**SOURCE RECORDS**.
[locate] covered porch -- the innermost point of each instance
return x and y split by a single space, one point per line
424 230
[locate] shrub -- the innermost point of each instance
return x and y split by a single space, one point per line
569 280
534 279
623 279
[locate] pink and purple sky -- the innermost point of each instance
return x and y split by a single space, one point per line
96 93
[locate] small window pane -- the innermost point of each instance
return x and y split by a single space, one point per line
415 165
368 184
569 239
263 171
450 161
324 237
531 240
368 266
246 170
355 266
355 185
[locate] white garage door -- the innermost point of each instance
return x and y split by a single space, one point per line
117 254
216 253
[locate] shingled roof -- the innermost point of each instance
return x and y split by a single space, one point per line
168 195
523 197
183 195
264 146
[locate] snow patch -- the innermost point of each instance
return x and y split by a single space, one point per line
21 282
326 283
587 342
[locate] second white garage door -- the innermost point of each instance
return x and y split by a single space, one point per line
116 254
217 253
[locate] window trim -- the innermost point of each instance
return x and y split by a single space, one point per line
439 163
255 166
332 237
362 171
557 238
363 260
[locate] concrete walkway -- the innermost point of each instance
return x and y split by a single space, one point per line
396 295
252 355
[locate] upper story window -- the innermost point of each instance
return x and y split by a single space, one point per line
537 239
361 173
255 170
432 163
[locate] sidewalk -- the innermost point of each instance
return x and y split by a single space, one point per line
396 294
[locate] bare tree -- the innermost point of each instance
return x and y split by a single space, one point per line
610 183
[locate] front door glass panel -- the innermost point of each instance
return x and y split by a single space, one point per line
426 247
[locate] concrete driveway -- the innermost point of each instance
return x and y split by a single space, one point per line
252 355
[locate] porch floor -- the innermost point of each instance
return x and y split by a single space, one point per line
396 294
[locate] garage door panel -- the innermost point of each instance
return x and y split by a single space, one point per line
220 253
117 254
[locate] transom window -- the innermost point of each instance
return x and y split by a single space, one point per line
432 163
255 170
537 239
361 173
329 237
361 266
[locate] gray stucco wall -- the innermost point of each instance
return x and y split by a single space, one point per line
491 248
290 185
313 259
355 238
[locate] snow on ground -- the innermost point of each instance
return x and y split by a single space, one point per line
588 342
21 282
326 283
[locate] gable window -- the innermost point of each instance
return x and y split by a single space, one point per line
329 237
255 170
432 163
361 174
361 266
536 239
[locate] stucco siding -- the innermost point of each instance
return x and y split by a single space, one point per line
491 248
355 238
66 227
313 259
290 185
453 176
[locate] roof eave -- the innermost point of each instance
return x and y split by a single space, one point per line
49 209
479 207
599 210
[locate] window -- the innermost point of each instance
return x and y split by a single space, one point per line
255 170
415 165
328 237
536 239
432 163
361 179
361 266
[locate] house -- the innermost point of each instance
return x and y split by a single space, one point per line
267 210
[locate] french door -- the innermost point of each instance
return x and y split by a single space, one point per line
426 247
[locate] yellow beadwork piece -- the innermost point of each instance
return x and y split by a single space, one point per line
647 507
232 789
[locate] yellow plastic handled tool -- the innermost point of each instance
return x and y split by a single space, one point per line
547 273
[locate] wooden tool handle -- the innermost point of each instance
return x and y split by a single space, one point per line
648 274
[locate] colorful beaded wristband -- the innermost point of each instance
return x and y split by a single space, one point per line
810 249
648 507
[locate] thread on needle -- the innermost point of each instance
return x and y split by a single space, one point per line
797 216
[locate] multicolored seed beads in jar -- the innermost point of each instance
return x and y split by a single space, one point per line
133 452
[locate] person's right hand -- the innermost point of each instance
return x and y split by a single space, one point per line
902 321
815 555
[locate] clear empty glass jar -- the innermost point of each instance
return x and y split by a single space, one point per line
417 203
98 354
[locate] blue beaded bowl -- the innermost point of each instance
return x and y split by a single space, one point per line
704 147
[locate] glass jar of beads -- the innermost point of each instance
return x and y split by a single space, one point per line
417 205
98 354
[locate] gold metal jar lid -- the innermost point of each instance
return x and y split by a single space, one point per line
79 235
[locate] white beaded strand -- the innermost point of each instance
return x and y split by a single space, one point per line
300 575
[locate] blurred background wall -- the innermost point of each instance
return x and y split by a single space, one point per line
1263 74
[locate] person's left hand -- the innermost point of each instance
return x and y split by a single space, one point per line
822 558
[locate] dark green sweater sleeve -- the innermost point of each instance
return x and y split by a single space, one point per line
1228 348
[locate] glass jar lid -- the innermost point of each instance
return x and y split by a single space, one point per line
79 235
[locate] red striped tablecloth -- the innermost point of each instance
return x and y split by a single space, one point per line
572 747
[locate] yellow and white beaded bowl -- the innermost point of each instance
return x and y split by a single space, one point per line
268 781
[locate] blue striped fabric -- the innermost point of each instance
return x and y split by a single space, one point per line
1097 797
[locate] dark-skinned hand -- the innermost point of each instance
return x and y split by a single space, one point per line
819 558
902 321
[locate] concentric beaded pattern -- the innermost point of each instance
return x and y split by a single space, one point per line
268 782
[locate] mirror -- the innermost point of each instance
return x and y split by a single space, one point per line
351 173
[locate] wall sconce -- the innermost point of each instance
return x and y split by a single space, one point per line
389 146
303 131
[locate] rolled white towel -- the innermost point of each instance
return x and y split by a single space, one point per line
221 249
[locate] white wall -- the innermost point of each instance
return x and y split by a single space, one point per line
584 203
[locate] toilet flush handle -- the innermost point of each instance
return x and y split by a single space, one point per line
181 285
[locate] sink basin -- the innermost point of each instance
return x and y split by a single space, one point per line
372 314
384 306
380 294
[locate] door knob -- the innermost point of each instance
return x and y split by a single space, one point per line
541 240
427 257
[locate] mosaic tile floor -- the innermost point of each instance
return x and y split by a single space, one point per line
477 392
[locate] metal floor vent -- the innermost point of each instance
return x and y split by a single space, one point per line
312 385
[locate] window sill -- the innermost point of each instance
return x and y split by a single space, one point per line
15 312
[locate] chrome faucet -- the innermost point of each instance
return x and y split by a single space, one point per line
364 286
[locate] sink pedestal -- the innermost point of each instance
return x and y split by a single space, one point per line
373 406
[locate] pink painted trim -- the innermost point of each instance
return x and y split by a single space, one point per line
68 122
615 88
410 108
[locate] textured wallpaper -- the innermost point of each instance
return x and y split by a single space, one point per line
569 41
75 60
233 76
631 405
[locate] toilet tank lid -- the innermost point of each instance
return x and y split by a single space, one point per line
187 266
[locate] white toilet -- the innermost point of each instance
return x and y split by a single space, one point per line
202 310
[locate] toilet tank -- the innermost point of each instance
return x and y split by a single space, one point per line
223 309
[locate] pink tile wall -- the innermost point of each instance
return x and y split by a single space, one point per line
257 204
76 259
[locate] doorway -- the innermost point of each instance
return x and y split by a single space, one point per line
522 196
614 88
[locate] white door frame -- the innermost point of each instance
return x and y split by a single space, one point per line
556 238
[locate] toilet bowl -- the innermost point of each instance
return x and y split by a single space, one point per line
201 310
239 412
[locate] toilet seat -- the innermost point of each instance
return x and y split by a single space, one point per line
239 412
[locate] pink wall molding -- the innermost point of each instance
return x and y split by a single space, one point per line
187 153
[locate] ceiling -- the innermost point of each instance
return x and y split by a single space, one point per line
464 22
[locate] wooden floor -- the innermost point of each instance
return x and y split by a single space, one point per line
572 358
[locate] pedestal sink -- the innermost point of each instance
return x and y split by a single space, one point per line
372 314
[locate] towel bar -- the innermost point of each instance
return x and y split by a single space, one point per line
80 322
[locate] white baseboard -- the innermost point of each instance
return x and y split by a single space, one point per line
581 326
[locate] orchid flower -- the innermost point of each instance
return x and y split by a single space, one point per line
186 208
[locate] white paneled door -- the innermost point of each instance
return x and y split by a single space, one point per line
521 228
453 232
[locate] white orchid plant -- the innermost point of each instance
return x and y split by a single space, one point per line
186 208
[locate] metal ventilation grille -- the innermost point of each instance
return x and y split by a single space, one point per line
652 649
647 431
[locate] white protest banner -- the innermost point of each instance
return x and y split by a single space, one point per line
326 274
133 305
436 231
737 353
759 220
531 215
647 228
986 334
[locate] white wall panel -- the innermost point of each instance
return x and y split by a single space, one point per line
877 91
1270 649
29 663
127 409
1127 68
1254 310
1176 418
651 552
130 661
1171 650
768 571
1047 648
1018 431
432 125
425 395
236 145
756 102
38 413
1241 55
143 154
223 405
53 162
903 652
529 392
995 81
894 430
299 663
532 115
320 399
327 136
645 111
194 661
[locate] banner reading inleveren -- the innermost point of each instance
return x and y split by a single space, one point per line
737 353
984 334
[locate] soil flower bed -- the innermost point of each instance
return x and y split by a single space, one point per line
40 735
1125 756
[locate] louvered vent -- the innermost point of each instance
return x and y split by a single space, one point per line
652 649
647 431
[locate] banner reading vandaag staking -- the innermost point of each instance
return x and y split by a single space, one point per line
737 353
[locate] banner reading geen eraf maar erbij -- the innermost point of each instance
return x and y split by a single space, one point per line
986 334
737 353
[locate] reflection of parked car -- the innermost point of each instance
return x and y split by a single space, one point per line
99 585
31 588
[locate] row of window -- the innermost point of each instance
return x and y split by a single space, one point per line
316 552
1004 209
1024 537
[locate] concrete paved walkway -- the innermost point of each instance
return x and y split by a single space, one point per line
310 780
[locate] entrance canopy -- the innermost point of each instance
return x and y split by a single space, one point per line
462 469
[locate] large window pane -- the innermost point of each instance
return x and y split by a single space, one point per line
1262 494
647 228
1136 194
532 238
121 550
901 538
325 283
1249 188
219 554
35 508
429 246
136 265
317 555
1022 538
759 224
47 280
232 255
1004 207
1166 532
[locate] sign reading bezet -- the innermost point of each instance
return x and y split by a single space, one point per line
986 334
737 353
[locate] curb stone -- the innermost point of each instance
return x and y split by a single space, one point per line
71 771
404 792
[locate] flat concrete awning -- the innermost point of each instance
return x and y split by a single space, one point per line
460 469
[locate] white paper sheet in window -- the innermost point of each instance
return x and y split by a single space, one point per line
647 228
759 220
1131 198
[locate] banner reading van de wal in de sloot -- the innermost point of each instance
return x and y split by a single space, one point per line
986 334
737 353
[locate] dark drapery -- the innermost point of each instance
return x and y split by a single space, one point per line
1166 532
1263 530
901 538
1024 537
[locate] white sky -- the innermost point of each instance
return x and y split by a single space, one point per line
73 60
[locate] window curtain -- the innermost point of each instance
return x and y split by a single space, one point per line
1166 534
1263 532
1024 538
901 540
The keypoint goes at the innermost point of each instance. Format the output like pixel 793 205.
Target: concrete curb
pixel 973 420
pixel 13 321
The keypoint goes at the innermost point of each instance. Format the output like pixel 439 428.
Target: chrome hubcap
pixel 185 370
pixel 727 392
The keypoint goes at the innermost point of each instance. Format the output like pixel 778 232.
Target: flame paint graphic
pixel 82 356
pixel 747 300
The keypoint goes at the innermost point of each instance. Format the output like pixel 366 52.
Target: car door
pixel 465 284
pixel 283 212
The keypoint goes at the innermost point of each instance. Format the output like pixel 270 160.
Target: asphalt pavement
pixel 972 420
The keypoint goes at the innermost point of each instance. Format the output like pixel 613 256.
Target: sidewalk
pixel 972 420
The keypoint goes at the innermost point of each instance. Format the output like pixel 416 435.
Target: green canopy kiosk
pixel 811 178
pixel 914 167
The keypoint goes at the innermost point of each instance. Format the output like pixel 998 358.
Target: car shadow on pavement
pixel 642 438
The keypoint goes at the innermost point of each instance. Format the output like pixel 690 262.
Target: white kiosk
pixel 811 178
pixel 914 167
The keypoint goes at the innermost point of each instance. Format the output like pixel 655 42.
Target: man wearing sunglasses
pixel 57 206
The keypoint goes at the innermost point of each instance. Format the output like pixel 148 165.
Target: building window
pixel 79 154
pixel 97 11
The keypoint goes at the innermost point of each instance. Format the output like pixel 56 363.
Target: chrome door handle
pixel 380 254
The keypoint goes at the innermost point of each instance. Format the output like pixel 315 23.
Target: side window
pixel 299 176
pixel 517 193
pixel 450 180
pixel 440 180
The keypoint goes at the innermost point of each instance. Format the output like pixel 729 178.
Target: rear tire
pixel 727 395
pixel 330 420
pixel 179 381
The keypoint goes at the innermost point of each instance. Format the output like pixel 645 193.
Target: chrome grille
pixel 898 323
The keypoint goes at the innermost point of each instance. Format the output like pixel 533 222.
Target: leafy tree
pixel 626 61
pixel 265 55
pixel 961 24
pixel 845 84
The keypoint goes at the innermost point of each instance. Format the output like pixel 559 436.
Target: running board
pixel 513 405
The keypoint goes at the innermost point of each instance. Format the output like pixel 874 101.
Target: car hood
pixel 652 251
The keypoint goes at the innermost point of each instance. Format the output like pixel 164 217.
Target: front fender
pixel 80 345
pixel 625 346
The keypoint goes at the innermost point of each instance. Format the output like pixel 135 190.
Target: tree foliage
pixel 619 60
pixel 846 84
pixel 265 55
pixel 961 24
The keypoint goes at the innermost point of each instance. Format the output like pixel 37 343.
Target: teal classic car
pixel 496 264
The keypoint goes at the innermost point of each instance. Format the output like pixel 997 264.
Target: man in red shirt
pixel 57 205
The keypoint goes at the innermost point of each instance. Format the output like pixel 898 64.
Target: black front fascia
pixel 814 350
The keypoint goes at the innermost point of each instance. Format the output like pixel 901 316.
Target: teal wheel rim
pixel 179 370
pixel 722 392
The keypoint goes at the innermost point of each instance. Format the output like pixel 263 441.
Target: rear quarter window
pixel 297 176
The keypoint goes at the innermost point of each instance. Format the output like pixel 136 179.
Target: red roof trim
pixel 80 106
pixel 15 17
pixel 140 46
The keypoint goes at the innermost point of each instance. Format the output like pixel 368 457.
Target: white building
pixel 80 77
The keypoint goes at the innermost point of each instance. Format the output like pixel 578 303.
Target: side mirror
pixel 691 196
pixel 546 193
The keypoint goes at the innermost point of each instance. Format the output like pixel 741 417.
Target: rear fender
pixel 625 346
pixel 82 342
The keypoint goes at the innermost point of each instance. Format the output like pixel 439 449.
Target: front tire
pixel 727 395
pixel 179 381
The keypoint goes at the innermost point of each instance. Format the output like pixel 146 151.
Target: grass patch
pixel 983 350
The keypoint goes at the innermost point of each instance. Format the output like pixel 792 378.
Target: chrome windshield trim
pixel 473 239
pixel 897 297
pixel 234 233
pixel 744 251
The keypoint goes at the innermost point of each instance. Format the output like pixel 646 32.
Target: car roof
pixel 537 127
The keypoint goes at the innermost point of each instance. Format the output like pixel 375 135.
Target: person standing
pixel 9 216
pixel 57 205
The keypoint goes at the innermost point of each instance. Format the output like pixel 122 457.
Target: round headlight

**YOUR INSTRUCTIONS**. Extract all lines of the records above that include "pink".

**WRITTEN RESPONSE**.
[locate] pink and purple sky -- the innermost point of each instance
[locate] pink painted trim -- the innermost point of each instance
[locate] pink tile wall -- the innermost point of each instance
[locate] pink wall molding -- the innermost point of each instance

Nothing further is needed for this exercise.